-- begin Recorded data --

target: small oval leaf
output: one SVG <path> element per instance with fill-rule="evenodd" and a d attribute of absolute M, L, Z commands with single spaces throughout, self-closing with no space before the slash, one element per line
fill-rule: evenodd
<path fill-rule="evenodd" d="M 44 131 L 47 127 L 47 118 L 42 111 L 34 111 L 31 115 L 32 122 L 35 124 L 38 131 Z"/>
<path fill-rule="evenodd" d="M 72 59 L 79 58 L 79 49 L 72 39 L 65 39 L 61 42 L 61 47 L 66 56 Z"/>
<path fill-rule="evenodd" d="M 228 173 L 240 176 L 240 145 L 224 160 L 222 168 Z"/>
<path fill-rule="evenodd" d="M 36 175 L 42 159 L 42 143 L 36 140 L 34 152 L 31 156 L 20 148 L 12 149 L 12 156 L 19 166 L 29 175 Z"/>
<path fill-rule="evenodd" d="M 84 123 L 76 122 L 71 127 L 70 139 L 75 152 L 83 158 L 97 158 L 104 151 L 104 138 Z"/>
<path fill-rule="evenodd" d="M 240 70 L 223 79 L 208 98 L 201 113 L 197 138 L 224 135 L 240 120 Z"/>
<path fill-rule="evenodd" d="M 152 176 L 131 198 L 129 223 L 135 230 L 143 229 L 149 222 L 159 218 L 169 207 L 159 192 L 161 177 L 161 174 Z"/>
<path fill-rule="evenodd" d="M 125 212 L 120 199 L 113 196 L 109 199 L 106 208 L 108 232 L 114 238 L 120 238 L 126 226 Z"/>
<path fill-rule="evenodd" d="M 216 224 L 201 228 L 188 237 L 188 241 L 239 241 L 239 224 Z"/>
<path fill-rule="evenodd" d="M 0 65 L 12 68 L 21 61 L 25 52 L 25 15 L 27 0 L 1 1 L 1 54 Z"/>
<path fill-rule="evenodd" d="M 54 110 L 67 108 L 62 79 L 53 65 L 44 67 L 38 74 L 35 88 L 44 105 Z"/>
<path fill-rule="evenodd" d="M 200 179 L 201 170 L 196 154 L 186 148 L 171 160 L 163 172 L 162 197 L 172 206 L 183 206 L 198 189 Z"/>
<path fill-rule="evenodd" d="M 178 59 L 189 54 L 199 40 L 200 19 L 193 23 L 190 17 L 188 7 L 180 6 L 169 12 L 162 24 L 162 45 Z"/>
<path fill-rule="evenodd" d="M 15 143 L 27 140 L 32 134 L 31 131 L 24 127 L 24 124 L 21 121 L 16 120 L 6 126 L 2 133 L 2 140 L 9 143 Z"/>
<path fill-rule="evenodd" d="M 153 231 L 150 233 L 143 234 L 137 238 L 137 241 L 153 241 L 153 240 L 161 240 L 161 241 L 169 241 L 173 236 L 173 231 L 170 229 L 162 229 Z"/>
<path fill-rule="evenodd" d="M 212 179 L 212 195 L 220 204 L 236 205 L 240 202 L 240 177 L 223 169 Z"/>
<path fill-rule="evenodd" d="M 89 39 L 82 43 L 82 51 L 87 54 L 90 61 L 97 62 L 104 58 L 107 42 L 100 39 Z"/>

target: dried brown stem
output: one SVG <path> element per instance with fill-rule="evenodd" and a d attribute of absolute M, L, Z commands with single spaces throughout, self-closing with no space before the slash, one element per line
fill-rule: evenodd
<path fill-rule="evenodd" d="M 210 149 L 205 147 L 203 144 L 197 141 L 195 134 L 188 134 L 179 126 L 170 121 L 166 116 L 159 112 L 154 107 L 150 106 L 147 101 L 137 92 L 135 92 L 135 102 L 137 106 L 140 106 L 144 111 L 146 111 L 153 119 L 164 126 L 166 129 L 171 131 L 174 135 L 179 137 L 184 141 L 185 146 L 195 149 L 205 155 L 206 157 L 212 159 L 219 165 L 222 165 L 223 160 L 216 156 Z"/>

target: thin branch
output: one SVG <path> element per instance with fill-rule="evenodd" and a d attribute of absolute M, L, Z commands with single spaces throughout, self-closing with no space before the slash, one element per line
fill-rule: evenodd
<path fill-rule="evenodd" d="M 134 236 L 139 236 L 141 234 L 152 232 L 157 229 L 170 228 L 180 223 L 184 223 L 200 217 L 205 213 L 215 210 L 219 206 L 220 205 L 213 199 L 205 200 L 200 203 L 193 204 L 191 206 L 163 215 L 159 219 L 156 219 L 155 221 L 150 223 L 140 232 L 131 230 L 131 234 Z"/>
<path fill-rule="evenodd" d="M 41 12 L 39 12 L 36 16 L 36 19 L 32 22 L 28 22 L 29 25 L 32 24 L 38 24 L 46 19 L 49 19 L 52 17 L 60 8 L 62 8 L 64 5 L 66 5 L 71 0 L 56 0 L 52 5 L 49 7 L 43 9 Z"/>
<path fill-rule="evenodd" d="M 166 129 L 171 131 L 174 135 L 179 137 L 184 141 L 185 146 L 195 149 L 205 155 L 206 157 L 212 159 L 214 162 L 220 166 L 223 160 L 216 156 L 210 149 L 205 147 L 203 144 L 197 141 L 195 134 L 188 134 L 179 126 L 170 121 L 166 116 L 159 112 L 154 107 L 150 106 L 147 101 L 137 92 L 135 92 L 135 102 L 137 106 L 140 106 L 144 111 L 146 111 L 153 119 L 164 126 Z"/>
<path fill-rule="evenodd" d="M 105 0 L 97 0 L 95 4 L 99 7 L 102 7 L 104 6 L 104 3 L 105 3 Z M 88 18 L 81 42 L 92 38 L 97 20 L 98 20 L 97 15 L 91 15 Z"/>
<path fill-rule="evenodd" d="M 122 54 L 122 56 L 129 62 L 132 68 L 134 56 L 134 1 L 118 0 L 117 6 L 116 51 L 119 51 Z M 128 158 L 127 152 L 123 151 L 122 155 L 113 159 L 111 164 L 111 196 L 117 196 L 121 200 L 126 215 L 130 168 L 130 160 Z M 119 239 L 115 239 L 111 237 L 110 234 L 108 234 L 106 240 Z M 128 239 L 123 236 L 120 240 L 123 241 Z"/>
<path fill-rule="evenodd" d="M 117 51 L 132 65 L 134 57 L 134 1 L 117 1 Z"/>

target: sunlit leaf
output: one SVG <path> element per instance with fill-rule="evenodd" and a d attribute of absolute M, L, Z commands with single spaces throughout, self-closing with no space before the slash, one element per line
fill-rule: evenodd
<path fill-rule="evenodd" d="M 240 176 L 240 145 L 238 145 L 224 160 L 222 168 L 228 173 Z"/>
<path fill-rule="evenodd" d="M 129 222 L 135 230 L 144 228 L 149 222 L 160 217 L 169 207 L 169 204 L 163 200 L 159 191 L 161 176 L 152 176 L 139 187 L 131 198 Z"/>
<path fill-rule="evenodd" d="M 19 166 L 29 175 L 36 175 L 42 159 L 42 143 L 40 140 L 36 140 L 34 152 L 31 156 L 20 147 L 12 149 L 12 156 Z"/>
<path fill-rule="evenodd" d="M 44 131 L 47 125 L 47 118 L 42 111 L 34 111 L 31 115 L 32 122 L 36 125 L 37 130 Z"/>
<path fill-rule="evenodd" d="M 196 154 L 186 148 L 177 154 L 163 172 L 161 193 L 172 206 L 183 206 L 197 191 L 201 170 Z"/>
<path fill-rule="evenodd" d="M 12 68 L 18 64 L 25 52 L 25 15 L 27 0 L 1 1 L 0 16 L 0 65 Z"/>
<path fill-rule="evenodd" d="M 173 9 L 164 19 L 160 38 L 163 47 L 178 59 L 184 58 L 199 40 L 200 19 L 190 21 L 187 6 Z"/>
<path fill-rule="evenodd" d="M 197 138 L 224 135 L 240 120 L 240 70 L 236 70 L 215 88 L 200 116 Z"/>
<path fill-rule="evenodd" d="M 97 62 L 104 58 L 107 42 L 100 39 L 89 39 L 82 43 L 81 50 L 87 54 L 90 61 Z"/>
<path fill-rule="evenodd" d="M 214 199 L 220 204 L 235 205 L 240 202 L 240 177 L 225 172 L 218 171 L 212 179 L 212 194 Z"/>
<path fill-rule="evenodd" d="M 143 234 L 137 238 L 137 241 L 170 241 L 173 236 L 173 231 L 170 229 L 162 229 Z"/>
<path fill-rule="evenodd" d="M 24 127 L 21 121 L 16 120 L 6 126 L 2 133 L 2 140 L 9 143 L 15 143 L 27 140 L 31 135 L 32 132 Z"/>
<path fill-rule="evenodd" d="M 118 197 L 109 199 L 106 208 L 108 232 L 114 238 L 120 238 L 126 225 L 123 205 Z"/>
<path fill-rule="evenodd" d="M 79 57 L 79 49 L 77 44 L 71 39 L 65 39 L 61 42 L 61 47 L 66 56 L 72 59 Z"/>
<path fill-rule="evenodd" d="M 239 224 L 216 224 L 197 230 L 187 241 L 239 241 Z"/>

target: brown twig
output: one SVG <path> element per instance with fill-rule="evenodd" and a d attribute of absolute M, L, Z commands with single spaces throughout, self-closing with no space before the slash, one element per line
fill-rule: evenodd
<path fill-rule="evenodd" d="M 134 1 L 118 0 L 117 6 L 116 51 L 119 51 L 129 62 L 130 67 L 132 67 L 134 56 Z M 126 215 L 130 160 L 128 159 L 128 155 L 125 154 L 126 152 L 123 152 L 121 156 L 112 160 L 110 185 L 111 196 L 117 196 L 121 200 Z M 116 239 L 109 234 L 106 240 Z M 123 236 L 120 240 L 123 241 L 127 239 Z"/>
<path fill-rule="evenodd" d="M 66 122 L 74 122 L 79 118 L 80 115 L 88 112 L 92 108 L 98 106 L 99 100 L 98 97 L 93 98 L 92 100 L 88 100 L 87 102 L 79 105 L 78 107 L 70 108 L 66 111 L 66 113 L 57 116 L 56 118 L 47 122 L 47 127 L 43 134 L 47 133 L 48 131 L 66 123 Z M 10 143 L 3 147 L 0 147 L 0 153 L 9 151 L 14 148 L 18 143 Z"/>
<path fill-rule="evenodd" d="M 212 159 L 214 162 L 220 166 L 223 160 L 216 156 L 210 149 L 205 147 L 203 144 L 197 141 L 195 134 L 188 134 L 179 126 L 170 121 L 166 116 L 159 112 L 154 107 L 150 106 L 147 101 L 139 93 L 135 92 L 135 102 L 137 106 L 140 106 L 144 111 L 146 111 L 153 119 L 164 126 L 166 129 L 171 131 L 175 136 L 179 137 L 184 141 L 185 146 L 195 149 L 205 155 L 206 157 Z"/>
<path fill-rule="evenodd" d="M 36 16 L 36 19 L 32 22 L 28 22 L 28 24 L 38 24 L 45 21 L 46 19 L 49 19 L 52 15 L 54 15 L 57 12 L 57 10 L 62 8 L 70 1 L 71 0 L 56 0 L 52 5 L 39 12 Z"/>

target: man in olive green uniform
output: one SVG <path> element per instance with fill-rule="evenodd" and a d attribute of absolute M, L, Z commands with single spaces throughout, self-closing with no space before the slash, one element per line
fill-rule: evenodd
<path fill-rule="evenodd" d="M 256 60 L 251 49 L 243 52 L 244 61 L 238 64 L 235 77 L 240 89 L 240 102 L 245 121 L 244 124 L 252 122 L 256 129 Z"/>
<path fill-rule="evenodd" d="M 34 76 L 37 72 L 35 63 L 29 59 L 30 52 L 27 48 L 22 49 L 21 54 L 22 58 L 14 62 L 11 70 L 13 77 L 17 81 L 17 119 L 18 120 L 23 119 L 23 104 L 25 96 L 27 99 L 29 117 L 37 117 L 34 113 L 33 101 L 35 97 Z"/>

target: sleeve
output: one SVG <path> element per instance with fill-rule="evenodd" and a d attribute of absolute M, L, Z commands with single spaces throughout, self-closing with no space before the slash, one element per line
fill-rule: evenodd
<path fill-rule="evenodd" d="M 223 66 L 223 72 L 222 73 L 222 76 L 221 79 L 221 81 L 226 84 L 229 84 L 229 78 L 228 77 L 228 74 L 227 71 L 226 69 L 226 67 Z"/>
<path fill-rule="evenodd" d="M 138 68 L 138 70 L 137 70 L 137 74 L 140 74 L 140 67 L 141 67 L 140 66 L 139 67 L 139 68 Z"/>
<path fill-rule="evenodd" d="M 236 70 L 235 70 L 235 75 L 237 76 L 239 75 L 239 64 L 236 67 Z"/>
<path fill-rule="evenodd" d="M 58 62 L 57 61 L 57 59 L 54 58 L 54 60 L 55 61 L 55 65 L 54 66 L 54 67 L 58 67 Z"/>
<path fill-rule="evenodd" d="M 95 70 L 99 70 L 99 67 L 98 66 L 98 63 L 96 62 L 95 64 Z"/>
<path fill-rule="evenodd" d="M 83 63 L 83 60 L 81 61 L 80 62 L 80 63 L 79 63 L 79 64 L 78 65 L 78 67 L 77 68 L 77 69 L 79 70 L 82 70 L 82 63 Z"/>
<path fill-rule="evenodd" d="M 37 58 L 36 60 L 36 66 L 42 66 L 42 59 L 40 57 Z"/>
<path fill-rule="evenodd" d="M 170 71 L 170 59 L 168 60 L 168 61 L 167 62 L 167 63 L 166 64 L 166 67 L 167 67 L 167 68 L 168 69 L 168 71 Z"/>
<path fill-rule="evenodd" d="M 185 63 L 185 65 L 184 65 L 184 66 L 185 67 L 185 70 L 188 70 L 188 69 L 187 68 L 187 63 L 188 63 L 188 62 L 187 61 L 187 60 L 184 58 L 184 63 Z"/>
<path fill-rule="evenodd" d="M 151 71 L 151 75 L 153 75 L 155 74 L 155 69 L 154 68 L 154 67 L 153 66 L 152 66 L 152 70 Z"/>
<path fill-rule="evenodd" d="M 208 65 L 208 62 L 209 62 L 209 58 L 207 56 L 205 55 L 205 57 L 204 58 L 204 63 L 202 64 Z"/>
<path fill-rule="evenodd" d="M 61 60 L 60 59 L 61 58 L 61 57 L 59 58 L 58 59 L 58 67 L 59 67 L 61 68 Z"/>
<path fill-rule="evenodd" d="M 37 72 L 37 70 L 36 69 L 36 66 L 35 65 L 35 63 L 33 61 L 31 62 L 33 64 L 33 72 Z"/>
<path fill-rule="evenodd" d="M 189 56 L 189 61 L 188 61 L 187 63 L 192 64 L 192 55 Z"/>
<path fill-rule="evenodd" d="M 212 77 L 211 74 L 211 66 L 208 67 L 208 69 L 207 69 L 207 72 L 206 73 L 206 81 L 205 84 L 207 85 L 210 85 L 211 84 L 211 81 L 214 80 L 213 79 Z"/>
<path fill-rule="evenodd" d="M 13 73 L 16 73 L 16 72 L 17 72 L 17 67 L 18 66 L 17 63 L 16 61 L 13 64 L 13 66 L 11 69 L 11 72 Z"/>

-- end Recorded data --

Written instruction: Repeat everything in the records from the line containing "target: brown twig" down to the line containing "119 51 L 129", both lines included.

Worked answer:
target: brown twig
output: one SVG <path> element per instance with fill-rule="evenodd" and a d attribute of absolute M, L, Z commands with single spaces throughout, self-closing with no space before the slash, one element per line
fill-rule: evenodd
<path fill-rule="evenodd" d="M 134 1 L 118 0 L 117 6 L 116 51 L 119 51 L 129 62 L 130 67 L 132 67 L 134 56 Z M 126 215 L 130 160 L 128 159 L 128 155 L 125 154 L 126 152 L 123 152 L 121 156 L 112 160 L 110 185 L 111 196 L 117 196 L 121 200 Z M 116 239 L 109 234 L 106 240 Z M 123 236 L 120 240 L 123 241 L 127 239 Z"/>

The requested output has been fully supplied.